[[ Data excerpts open ]]

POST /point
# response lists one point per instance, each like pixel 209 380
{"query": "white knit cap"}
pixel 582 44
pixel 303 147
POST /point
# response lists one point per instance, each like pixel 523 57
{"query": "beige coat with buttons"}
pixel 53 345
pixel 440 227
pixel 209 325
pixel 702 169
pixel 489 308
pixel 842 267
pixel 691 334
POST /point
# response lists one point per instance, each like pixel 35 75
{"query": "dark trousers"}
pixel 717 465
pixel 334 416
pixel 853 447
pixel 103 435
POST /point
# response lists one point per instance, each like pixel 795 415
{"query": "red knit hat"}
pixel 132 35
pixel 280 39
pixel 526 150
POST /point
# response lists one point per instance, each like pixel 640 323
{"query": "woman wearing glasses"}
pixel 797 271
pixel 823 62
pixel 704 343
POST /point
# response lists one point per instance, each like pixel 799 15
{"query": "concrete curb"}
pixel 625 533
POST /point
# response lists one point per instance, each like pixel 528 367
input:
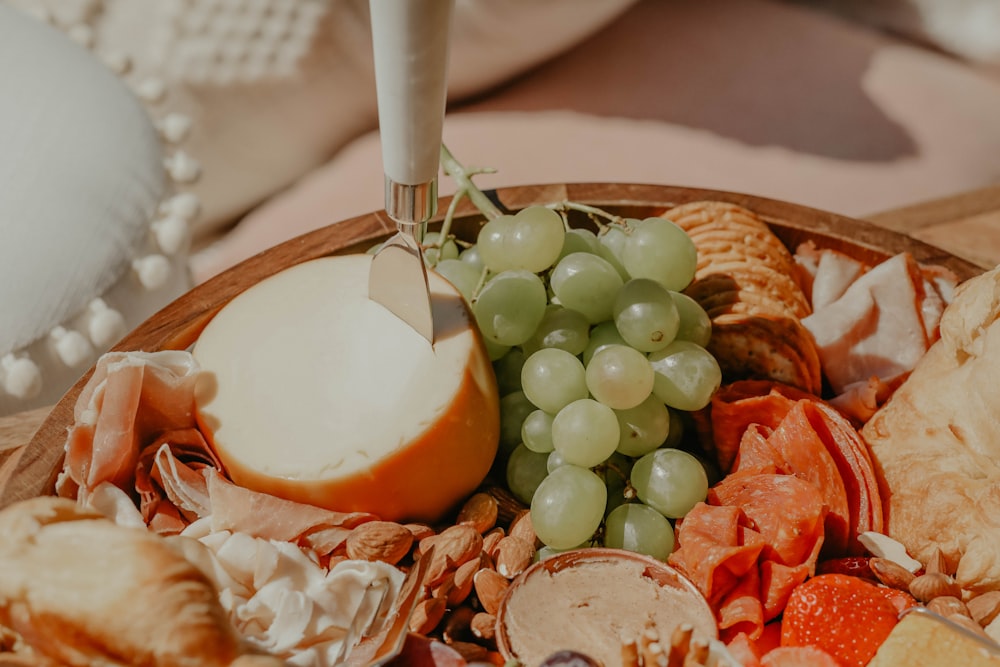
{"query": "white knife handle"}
pixel 410 45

[[ Data excerpts closed ]]

- Task to complete -
In the copy, omit the pictures and reproduce every entry exactly.

- Problem solution -
POST /point
# response lists one point per instance, each like pixel 209 380
{"query": "white knit cap"}
pixel 582 44
pixel 303 147
POST /point
# response lists one point per instance, each like pixel 523 57
{"query": "beige coat with buttons"}
pixel 53 345
pixel 440 227
pixel 209 325
pixel 702 169
pixel 489 308
pixel 842 267
pixel 691 334
POST /point
# response lists one point per instance, each like pixel 35 75
{"query": "dark trousers"}
pixel 717 465
pixel 334 416
pixel 853 447
pixel 103 435
POST /point
# response lists one point per instance, each like pixel 795 415
{"query": "red knit hat"}
pixel 132 35
pixel 280 39
pixel 526 150
POST /point
# response lists one point per instance, each like pixel 640 323
{"query": "woman wearing glasses"}
pixel 797 271
pixel 823 62
pixel 704 343
POST /point
# response lists one point per instance, each like pixel 799 15
{"query": "concrete curb"}
pixel 625 533
POST /point
# response lists one point per instance, each like pixel 528 367
input:
{"query": "white knife handle"}
pixel 410 45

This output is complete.